TEXT PASSAGE:

Population (2023-12-31)
- • Total: 2,514
- • Density: 110/km^{2} (280/sq mi)
- Time zone: UTC+01:00 (CET)
- • Summer (DST): UTC+02:00 (CEST)
- Postal codes: 73111
- Dialling codes: 07332
- Vehicle registration: GP
- Website: www.lauterstein.de

= Lauterstein =

German municipality

Lauterstein (/de/) is a town of the district of Göppingen in Baden-Württemberg, Germany.

==History==
The municipality of Lauterstein was formed on 1 January 1974 by the merging of the municipalities of Nenningen and Weißenstein.

==Geography==
The municipality (Gemeinde) of Lauterstein is found in the district of Göppingen, in Baden-Württemberg, one of the 16 States of the Federal Republic of Germany. Lauterstein lies on the northeast edge of Göppingen's district, along its border with the Ostalb district. The municipal area is physically located in the Albuch and Härtsfeld regions, part of the eastern foothills of the Swabian Jura. Elevation above sea level in the municipal area ranges from a high of 779 m Normalnull (NN) to a low of 440 m NN.

Portions of the Federally-protected Kaltes Feld mit Hornberg, Galgenberg und Eierberg and Heldenberg nature reserves are located in Lauterstein's municipal area.

==Politics==
Lauterstein has two boroughs (Ortsteile), Nenningen and Weißenstein, and six villages: Albhof, Birkenbuckelweg, Christentalhof, Edelmannshof, Lützelalb, Ruppertsstetten, and Steighof. The abandoned village of Buitingen is also located in the municipal area.

EXERCISE DIRECTIONS:
Render this sentence from the Lauterstein text in Spanish: "The municipality of Lauterstein was formed on 1 January 1974 by the merging of the municipalities of Nenningen and Weißenstein." Rely only on the Lauterstein text for the answer.

GIVEN ENTRIES:

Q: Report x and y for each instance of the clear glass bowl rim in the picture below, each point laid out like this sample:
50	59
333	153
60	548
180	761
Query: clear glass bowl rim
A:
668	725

SOLUTION FOR THIS PROBLEM:
El municipio de Lauterstein se formó el 1 de enero de 1974 mediante la fusión de los municipios de Nenningen y Weißenstein.